▶ Written problem:
Write the next part of the passage on spreading unpublished works under Article 12(1)(2) of the Copyright Act, starting after its last sentence.

Article 12 of the Copyright Act lists a number of acts that fall within the definition of 'disclosure to the public'. In addition to the more straightforward cases of disclosure (eg, broadcasting, rental or presentation in public), Article 12(1)(2) specifically stipulates that disclosure also includes verbreiding (translated in English as 'spreading') all or part of a work or a reproduction thereof where the work has not yet appeared in print.
The act of spreading concerns distributions of the work on a limited scale (eg, sending a manuscript to a limited number of people, such as an editorial board or a committee) before it is intended to be published and made available to a wider audience. According to the legislative preparatory works of the Copyright Act, Article 12(1)(2) aims to give authors of unpublished works additional control in order to enable them to share their works on a small scale without losing control of their exclusive right of disclosure. This additional protection is as an extension of an author's moral rights, as it further safeguards the connection between authors and their creations during the creative process. This additional control ends the moment that a work is published – after that time, it can no longer be 'spread' as is meant in the provision. The provision is somewhat unconventional, as its location within the legislation is not logical and the wording is not entirely clear.
Article 12(1)(2)'s purpose is not to consider a spread work to be a disclosed work, as the latter can subsequently be freely circulated within the European Economic Area without the author being entitled to oppose such circulation. An important aspect of the exclusive right to disclose is that it is limited to the first distribution of a work or a reproduction thereof. The first sale or other transfer of ownership in the European Economic Area of the original of a work or a copy thereof by the rights holder (or with their consent) exhausts the right to control the resale of that work in the European Economic Area (Article 12b of the Copyright Act). However, this applies only if the work or reproduction was first put on the market. Article 12(1)(2) of the Copyright Act should be understood to refer to an act that does not put the work on the market.

Bounding-box annotations for photos:

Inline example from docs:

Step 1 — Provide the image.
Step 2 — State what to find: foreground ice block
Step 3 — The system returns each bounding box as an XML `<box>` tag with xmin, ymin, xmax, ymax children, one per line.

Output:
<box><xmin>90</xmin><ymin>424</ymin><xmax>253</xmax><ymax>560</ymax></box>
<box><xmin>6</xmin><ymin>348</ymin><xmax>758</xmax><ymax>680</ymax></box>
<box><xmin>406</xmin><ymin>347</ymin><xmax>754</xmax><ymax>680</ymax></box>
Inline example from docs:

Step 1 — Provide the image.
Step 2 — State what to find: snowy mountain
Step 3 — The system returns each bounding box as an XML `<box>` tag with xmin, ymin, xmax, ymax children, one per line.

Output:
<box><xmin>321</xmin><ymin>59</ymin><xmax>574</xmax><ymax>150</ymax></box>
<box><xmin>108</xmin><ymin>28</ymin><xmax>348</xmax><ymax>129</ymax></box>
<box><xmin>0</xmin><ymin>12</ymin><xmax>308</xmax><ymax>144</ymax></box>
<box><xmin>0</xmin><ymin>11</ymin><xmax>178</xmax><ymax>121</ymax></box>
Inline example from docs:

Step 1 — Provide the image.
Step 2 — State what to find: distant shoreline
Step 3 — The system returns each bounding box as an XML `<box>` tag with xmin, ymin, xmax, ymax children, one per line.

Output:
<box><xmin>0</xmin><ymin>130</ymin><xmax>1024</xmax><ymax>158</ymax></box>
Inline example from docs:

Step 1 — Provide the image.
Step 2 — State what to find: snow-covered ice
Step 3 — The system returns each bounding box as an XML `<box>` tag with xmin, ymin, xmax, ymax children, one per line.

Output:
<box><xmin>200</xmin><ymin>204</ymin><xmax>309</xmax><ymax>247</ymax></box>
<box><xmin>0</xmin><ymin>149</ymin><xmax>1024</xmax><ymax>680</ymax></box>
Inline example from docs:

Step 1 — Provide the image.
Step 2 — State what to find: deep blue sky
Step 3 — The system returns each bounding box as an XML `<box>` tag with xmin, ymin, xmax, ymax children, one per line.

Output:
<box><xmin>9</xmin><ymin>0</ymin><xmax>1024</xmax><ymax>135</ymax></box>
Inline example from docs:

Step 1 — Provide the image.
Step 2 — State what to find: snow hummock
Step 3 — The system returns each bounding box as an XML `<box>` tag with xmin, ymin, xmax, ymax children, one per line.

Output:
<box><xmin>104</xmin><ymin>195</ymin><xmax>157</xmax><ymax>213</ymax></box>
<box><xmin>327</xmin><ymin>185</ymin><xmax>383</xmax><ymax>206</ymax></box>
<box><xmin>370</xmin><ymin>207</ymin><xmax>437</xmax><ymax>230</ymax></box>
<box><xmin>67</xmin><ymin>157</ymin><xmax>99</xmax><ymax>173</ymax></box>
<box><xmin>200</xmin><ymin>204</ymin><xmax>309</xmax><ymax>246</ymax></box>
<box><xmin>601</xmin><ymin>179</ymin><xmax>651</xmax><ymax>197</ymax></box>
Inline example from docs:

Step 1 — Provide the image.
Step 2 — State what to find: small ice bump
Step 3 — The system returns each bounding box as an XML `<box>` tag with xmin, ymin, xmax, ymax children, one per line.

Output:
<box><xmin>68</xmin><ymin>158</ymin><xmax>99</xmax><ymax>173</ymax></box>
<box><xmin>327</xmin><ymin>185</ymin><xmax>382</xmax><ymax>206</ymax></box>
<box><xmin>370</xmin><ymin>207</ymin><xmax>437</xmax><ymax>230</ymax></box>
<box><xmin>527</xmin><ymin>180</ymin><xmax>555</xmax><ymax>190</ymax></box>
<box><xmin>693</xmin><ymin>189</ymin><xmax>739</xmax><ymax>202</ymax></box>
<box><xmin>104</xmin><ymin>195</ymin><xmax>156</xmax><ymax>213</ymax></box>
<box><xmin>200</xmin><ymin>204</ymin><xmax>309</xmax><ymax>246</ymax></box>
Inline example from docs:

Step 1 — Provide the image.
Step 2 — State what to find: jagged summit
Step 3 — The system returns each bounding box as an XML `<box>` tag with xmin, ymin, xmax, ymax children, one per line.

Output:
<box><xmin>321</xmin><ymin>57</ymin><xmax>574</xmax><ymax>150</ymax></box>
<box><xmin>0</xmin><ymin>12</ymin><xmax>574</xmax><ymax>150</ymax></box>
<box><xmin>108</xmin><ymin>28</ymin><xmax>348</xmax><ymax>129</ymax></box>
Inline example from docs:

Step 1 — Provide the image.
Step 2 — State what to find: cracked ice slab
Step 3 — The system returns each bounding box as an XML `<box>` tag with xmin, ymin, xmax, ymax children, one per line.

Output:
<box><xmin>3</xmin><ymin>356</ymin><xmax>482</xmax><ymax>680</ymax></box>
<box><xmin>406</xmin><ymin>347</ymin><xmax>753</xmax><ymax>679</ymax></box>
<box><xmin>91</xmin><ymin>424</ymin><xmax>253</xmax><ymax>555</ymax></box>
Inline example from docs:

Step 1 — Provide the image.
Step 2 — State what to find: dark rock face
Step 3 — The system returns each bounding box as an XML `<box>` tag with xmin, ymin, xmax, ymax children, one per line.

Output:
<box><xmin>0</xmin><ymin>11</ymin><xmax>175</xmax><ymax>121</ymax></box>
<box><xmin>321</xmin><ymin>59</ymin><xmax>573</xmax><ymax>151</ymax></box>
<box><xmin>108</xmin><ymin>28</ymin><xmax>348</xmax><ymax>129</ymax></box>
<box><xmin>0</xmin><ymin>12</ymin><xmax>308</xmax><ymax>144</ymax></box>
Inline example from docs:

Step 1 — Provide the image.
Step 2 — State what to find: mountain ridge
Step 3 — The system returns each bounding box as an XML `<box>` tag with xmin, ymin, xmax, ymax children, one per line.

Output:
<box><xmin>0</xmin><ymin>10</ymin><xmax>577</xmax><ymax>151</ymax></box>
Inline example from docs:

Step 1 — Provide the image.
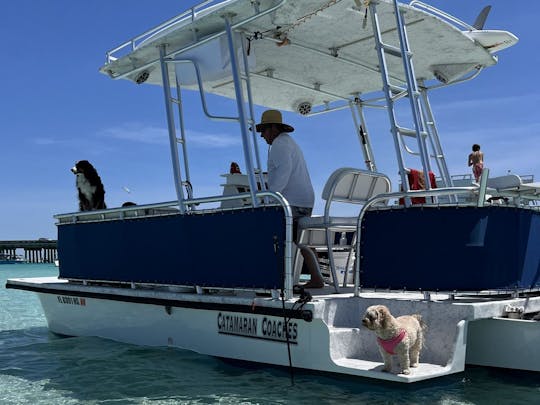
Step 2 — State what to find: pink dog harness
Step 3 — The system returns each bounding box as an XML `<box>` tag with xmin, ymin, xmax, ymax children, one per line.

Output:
<box><xmin>377</xmin><ymin>329</ymin><xmax>407</xmax><ymax>354</ymax></box>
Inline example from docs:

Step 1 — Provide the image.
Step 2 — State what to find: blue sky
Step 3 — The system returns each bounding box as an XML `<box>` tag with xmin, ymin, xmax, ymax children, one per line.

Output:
<box><xmin>0</xmin><ymin>0</ymin><xmax>540</xmax><ymax>240</ymax></box>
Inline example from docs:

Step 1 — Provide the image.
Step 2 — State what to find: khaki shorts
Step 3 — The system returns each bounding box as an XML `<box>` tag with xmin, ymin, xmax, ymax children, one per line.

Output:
<box><xmin>291</xmin><ymin>205</ymin><xmax>313</xmax><ymax>241</ymax></box>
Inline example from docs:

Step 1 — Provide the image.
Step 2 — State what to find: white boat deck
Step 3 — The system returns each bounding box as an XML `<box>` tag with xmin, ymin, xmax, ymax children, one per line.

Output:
<box><xmin>8</xmin><ymin>277</ymin><xmax>540</xmax><ymax>383</ymax></box>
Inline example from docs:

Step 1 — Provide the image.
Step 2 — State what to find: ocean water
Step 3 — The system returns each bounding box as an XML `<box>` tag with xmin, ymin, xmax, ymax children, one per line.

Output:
<box><xmin>0</xmin><ymin>264</ymin><xmax>540</xmax><ymax>405</ymax></box>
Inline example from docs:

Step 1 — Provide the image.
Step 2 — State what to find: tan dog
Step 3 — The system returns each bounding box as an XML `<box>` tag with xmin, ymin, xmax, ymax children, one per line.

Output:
<box><xmin>362</xmin><ymin>305</ymin><xmax>427</xmax><ymax>374</ymax></box>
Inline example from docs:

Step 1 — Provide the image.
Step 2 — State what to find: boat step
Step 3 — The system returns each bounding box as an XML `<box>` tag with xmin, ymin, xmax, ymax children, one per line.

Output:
<box><xmin>334</xmin><ymin>358</ymin><xmax>454</xmax><ymax>382</ymax></box>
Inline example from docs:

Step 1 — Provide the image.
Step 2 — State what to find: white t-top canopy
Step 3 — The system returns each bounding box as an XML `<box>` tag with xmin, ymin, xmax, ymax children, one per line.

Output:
<box><xmin>101</xmin><ymin>0</ymin><xmax>517</xmax><ymax>111</ymax></box>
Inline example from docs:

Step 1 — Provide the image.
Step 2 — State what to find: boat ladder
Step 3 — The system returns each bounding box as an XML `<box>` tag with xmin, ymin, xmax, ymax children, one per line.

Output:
<box><xmin>369</xmin><ymin>0</ymin><xmax>452</xmax><ymax>191</ymax></box>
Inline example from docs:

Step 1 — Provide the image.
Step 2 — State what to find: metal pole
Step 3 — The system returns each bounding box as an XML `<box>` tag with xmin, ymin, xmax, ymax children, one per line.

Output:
<box><xmin>224</xmin><ymin>16</ymin><xmax>259</xmax><ymax>207</ymax></box>
<box><xmin>369</xmin><ymin>2</ymin><xmax>409</xmax><ymax>193</ymax></box>
<box><xmin>159</xmin><ymin>44</ymin><xmax>186</xmax><ymax>214</ymax></box>
<box><xmin>394</xmin><ymin>0</ymin><xmax>431</xmax><ymax>185</ymax></box>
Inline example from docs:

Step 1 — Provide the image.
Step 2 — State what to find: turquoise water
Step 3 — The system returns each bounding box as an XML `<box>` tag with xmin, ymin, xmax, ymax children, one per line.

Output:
<box><xmin>0</xmin><ymin>264</ymin><xmax>540</xmax><ymax>405</ymax></box>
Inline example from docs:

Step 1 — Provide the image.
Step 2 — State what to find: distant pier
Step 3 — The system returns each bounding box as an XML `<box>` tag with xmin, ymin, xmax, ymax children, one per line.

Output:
<box><xmin>0</xmin><ymin>239</ymin><xmax>58</xmax><ymax>263</ymax></box>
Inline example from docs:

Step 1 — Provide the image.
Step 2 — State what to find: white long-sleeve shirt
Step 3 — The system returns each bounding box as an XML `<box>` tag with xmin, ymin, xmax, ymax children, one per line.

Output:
<box><xmin>268</xmin><ymin>132</ymin><xmax>315</xmax><ymax>208</ymax></box>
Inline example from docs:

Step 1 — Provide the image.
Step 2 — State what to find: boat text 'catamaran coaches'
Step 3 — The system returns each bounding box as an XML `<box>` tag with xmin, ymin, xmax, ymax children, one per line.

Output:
<box><xmin>255</xmin><ymin>110</ymin><xmax>324</xmax><ymax>288</ymax></box>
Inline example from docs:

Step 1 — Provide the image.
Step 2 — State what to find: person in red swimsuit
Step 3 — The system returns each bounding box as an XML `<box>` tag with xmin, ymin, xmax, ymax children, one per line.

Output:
<box><xmin>468</xmin><ymin>143</ymin><xmax>484</xmax><ymax>183</ymax></box>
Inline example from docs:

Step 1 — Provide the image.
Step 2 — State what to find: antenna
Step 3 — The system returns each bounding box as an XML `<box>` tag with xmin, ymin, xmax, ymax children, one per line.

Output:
<box><xmin>473</xmin><ymin>6</ymin><xmax>491</xmax><ymax>30</ymax></box>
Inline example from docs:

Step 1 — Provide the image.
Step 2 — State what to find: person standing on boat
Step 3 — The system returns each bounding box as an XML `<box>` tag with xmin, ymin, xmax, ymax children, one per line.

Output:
<box><xmin>468</xmin><ymin>143</ymin><xmax>484</xmax><ymax>183</ymax></box>
<box><xmin>255</xmin><ymin>110</ymin><xmax>324</xmax><ymax>288</ymax></box>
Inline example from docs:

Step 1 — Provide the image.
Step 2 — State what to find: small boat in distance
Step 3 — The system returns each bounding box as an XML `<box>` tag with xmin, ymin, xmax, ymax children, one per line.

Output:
<box><xmin>6</xmin><ymin>0</ymin><xmax>540</xmax><ymax>383</ymax></box>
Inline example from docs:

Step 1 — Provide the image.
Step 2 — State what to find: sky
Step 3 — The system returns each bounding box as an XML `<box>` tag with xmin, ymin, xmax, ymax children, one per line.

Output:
<box><xmin>0</xmin><ymin>0</ymin><xmax>540</xmax><ymax>240</ymax></box>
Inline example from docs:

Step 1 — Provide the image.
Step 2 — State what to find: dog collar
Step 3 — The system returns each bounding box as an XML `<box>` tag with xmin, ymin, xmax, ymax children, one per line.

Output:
<box><xmin>377</xmin><ymin>329</ymin><xmax>407</xmax><ymax>354</ymax></box>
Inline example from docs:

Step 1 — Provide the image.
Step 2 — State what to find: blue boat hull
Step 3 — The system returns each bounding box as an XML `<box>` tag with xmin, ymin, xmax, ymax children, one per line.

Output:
<box><xmin>360</xmin><ymin>207</ymin><xmax>540</xmax><ymax>291</ymax></box>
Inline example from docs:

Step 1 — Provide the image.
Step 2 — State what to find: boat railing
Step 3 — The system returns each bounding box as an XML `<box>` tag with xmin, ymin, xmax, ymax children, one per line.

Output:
<box><xmin>106</xmin><ymin>0</ymin><xmax>230</xmax><ymax>63</ymax></box>
<box><xmin>102</xmin><ymin>0</ymin><xmax>287</xmax><ymax>79</ymax></box>
<box><xmin>409</xmin><ymin>0</ymin><xmax>476</xmax><ymax>31</ymax></box>
<box><xmin>54</xmin><ymin>191</ymin><xmax>293</xmax><ymax>299</ymax></box>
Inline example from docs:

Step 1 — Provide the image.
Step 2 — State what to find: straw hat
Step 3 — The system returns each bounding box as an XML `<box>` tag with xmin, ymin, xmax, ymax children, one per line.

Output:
<box><xmin>255</xmin><ymin>110</ymin><xmax>294</xmax><ymax>132</ymax></box>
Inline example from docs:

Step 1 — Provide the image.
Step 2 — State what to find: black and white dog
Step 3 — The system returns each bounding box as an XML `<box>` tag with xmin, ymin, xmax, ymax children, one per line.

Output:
<box><xmin>71</xmin><ymin>160</ymin><xmax>107</xmax><ymax>211</ymax></box>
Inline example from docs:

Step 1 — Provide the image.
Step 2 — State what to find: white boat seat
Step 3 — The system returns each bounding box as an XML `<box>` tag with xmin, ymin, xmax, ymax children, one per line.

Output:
<box><xmin>487</xmin><ymin>174</ymin><xmax>522</xmax><ymax>191</ymax></box>
<box><xmin>295</xmin><ymin>167</ymin><xmax>391</xmax><ymax>292</ymax></box>
<box><xmin>298</xmin><ymin>215</ymin><xmax>358</xmax><ymax>230</ymax></box>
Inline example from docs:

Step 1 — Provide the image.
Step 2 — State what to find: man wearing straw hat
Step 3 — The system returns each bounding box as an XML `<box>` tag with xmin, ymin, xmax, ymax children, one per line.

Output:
<box><xmin>255</xmin><ymin>110</ymin><xmax>324</xmax><ymax>288</ymax></box>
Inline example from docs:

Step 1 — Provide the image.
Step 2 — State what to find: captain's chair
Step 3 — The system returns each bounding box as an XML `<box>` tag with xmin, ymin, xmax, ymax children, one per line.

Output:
<box><xmin>295</xmin><ymin>167</ymin><xmax>391</xmax><ymax>292</ymax></box>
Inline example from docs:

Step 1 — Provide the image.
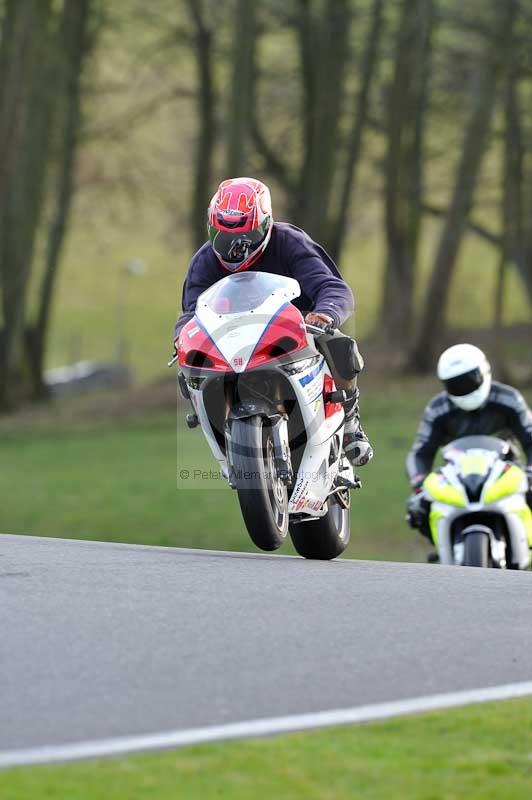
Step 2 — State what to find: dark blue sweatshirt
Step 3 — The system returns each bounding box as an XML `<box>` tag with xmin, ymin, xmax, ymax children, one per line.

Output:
<box><xmin>175</xmin><ymin>222</ymin><xmax>355</xmax><ymax>335</ymax></box>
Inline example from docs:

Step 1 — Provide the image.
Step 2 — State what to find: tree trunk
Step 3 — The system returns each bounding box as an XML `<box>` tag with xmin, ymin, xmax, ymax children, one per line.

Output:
<box><xmin>227</xmin><ymin>0</ymin><xmax>256</xmax><ymax>177</ymax></box>
<box><xmin>0</xmin><ymin>0</ymin><xmax>56</xmax><ymax>407</ymax></box>
<box><xmin>410</xmin><ymin>0</ymin><xmax>517</xmax><ymax>372</ymax></box>
<box><xmin>187</xmin><ymin>0</ymin><xmax>216</xmax><ymax>248</ymax></box>
<box><xmin>380</xmin><ymin>0</ymin><xmax>434</xmax><ymax>340</ymax></box>
<box><xmin>27</xmin><ymin>0</ymin><xmax>91</xmax><ymax>396</ymax></box>
<box><xmin>328</xmin><ymin>0</ymin><xmax>383</xmax><ymax>260</ymax></box>
<box><xmin>291</xmin><ymin>0</ymin><xmax>352</xmax><ymax>246</ymax></box>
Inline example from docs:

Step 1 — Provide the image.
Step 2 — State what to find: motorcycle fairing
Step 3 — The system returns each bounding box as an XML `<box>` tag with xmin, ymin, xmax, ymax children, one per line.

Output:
<box><xmin>423</xmin><ymin>438</ymin><xmax>532</xmax><ymax>569</ymax></box>
<box><xmin>180</xmin><ymin>273</ymin><xmax>354</xmax><ymax>517</ymax></box>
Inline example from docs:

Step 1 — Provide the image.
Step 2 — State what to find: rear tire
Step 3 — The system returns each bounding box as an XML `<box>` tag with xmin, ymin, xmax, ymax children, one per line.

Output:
<box><xmin>464</xmin><ymin>531</ymin><xmax>490</xmax><ymax>567</ymax></box>
<box><xmin>231</xmin><ymin>417</ymin><xmax>288</xmax><ymax>550</ymax></box>
<box><xmin>290</xmin><ymin>490</ymin><xmax>351</xmax><ymax>561</ymax></box>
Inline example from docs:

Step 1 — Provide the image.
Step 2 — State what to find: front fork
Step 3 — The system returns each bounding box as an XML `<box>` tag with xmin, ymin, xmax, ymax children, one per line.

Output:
<box><xmin>225</xmin><ymin>410</ymin><xmax>294</xmax><ymax>489</ymax></box>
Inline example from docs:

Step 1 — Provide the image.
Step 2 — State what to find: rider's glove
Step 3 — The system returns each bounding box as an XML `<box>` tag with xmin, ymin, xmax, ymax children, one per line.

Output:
<box><xmin>410</xmin><ymin>472</ymin><xmax>427</xmax><ymax>494</ymax></box>
<box><xmin>305</xmin><ymin>311</ymin><xmax>334</xmax><ymax>329</ymax></box>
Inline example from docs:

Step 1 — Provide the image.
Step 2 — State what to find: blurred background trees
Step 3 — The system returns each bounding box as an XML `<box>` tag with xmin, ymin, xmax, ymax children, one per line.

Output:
<box><xmin>0</xmin><ymin>0</ymin><xmax>532</xmax><ymax>407</ymax></box>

▶ Exercise result:
Although there is little case law on the act of spreading, the subject was recently debated in an Amsterdam Court of Appeal case. In this case, the claimant was a photographer and the author of an artwork, who was asked to contribute 37 pictures to an exhibition in New York in 2012. The photographer had two copies of each picture printed by another person. One copy went to the exhibition in New York, where it was displayed from 12 to 30 March 2012, while the other was donated to the printer in exchange for his assistance. The photographer added a personal note to the copies to express his appreciation and delivered them in September 2012. The printer subsequently sold and transferred ownership of the copies to a third party.
The photographer argued that the transaction constituted an infringement of his copyright and initiated litigation. Unsurprisingly, the photographer was unhappy that his gift had been used for financial gain and that he was unable to profit from the sale of his work.
The printer argued that the copyright in the copies had been exhausted, as the ownership thereof had been transferred to him by the photographer.
However, the photographer argued that he had not exhausted his copyrights in the artwork because he had merely spread the work (and not published it). Since the work should not be considered disclosed, there was no room for exhaustion.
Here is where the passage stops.